• _Direction_
Retype the entries from their start up to and including the line with "Each instance of the red", leaving the pictures out.

Records from a data source
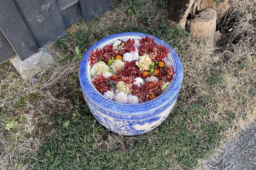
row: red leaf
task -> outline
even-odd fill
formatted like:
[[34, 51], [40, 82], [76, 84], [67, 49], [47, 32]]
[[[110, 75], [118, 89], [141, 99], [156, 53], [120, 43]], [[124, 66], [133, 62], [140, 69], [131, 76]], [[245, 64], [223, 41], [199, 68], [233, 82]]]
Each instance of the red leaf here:
[[135, 43], [135, 40], [134, 40], [134, 39], [133, 39], [132, 40], [132, 45], [133, 45]]
[[127, 49], [129, 47], [129, 46], [128, 45], [126, 44], [124, 46], [124, 50], [127, 50]]
[[119, 51], [119, 52], [120, 53], [120, 54], [121, 54], [121, 55], [123, 55], [126, 52], [125, 51], [123, 50], [120, 50], [120, 51]]

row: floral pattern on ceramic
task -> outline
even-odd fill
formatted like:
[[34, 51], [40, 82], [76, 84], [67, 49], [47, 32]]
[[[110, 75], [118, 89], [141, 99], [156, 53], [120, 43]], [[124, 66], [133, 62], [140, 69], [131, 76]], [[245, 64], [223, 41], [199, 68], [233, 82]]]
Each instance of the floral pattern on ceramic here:
[[[171, 50], [167, 58], [173, 64], [174, 78], [167, 89], [162, 94], [148, 102], [138, 104], [124, 104], [109, 100], [100, 94], [91, 82], [89, 65], [86, 59], [91, 49], [95, 50], [106, 44], [112, 44], [118, 39], [141, 38], [147, 34], [136, 32], [120, 33], [106, 37], [97, 42], [84, 54], [80, 65], [79, 77], [82, 91], [88, 107], [94, 116], [101, 124], [119, 134], [135, 135], [146, 133], [159, 126], [166, 119], [172, 109], [179, 92], [183, 71], [180, 60], [170, 47], [162, 40], [155, 38], [156, 42], [165, 45]], [[150, 37], [153, 37], [150, 35]]]

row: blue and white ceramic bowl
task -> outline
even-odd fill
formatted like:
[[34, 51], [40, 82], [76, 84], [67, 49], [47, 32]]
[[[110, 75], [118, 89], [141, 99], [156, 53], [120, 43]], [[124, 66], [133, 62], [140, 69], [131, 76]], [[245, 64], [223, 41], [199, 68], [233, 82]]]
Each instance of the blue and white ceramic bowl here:
[[[174, 51], [165, 42], [155, 37], [156, 42], [165, 45], [171, 52], [167, 57], [177, 71], [168, 89], [160, 96], [148, 102], [138, 104], [124, 104], [108, 99], [101, 94], [92, 82], [91, 66], [86, 60], [89, 51], [103, 49], [113, 44], [118, 39], [141, 39], [147, 34], [137, 32], [117, 34], [104, 38], [95, 43], [84, 54], [79, 69], [79, 79], [86, 103], [91, 111], [101, 124], [110, 130], [125, 135], [136, 135], [146, 133], [159, 126], [166, 118], [176, 103], [183, 76], [181, 62]], [[153, 37], [149, 35], [150, 37]]]

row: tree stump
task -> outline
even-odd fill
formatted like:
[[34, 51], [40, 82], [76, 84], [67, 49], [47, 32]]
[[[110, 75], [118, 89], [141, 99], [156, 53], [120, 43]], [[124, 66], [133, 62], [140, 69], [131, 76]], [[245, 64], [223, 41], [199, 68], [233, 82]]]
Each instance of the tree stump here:
[[214, 10], [206, 9], [188, 21], [188, 31], [200, 42], [213, 44], [215, 42], [216, 16]]

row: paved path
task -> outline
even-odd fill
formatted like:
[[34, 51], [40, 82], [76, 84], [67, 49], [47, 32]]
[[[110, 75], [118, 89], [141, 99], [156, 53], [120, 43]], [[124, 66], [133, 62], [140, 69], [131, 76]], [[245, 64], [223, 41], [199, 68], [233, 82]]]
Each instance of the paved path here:
[[256, 170], [256, 121], [238, 140], [228, 142], [215, 159], [207, 161], [202, 169]]

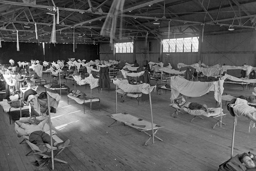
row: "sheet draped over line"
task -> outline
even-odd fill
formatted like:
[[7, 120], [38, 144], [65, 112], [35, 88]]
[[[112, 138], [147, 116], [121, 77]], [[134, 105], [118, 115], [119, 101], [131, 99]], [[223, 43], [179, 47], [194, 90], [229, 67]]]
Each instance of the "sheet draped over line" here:
[[199, 67], [199, 64], [198, 63], [194, 63], [192, 65], [186, 65], [184, 64], [183, 63], [179, 63], [177, 64], [178, 68], [179, 69], [182, 68], [182, 67]]
[[140, 77], [142, 75], [145, 73], [145, 71], [140, 72], [139, 73], [129, 73], [129, 71], [122, 69], [120, 71], [122, 72], [122, 75], [124, 76], [124, 78], [126, 78], [126, 76], [129, 77]]
[[46, 70], [45, 70], [45, 71], [46, 72], [48, 71], [50, 71], [51, 72], [52, 72], [52, 75], [55, 75], [56, 76], [57, 76], [59, 74], [59, 72], [55, 72], [54, 71], [54, 70], [53, 69], [53, 68], [52, 68], [52, 66], [51, 66], [51, 67], [50, 67], [50, 68], [48, 69], [46, 69]]
[[126, 92], [142, 92], [149, 94], [149, 91], [151, 92], [154, 88], [155, 91], [156, 90], [156, 86], [150, 86], [149, 84], [146, 83], [131, 85], [129, 84], [127, 80], [113, 80], [113, 83], [115, 85], [117, 85], [121, 90]]
[[156, 63], [155, 62], [150, 61], [148, 63], [148, 65], [149, 65], [149, 67], [150, 68], [150, 69], [152, 69], [152, 66], [155, 64], [157, 64], [158, 65], [160, 65], [160, 67], [161, 67], [162, 68], [164, 67], [164, 63], [162, 62], [159, 63]]
[[81, 79], [80, 76], [73, 76], [74, 79], [79, 85], [84, 85], [87, 83], [90, 84], [91, 89], [98, 86], [99, 79], [94, 78], [92, 74], [90, 74], [88, 77], [85, 77], [84, 79]]
[[214, 98], [220, 102], [220, 97], [224, 90], [224, 80], [210, 82], [190, 81], [180, 76], [171, 77], [170, 80], [171, 102], [173, 102], [180, 93], [190, 97], [200, 97], [214, 91]]
[[99, 65], [99, 64], [96, 64], [96, 66], [97, 66], [97, 69], [98, 70], [100, 70], [100, 67], [108, 67], [110, 66], [111, 65], [110, 64], [106, 64], [106, 65]]
[[[234, 104], [231, 104], [230, 106], [233, 108], [234, 113], [238, 117], [241, 116], [246, 116], [248, 114], [250, 113], [252, 115], [256, 115], [256, 109], [253, 107], [250, 106], [247, 104], [247, 101], [244, 99], [237, 98]], [[250, 126], [249, 132], [250, 127], [256, 128], [255, 122], [253, 120], [249, 119], [250, 121]]]
[[127, 68], [130, 71], [137, 71], [137, 69], [138, 69], [139, 68], [139, 67], [131, 67], [130, 66], [126, 65], [123, 67], [123, 69], [125, 69], [126, 68]]
[[43, 66], [40, 65], [39, 63], [36, 65], [32, 64], [31, 66], [29, 67], [30, 69], [32, 69], [36, 73], [36, 74], [40, 77], [42, 78], [42, 74], [43, 72]]
[[164, 67], [160, 69], [159, 70], [161, 71], [164, 72], [165, 73], [169, 73], [169, 74], [177, 74], [178, 75], [184, 75], [185, 74], [185, 71], [179, 71], [175, 70], [174, 69], [170, 69]]
[[216, 77], [220, 75], [220, 69], [218, 68], [203, 68], [202, 67], [194, 67], [196, 72], [202, 72], [204, 75], [207, 77]]
[[3, 77], [4, 77], [6, 83], [10, 86], [14, 86], [16, 84], [17, 81], [14, 79], [15, 75], [3, 74]]
[[172, 67], [170, 63], [168, 64], [168, 65], [166, 66], [165, 67], [160, 67], [157, 65], [152, 66], [152, 69], [156, 72], [161, 72], [161, 70], [160, 70], [160, 69], [162, 68], [166, 68], [169, 69], [172, 69]]
[[43, 62], [43, 66], [44, 66], [44, 67], [46, 67], [46, 66], [48, 66], [48, 65], [49, 65], [49, 62], [46, 62], [45, 61]]
[[130, 64], [130, 63], [127, 63], [127, 62], [126, 63], [124, 64], [126, 65], [128, 65], [128, 66], [130, 66], [130, 67], [132, 67], [133, 66], [134, 66], [134, 64]]
[[228, 79], [234, 81], [238, 82], [242, 82], [246, 83], [256, 83], [256, 79], [239, 79], [232, 75], [229, 75], [228, 74], [226, 74], [224, 76], [222, 77], [222, 79], [226, 80], [226, 79]]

• _Solved problem_
row: red leaf
task -> outline
even-odd fill
formatted like:
[[34, 51], [40, 82], [76, 84], [67, 49], [47, 32]]
[[[110, 75], [118, 89], [141, 99], [156, 53], [120, 43]], [[124, 66], [133, 62], [140, 69], [131, 76]], [[245, 64], [223, 41], [199, 68], [233, 82]]]
Each instance of the red leaf here:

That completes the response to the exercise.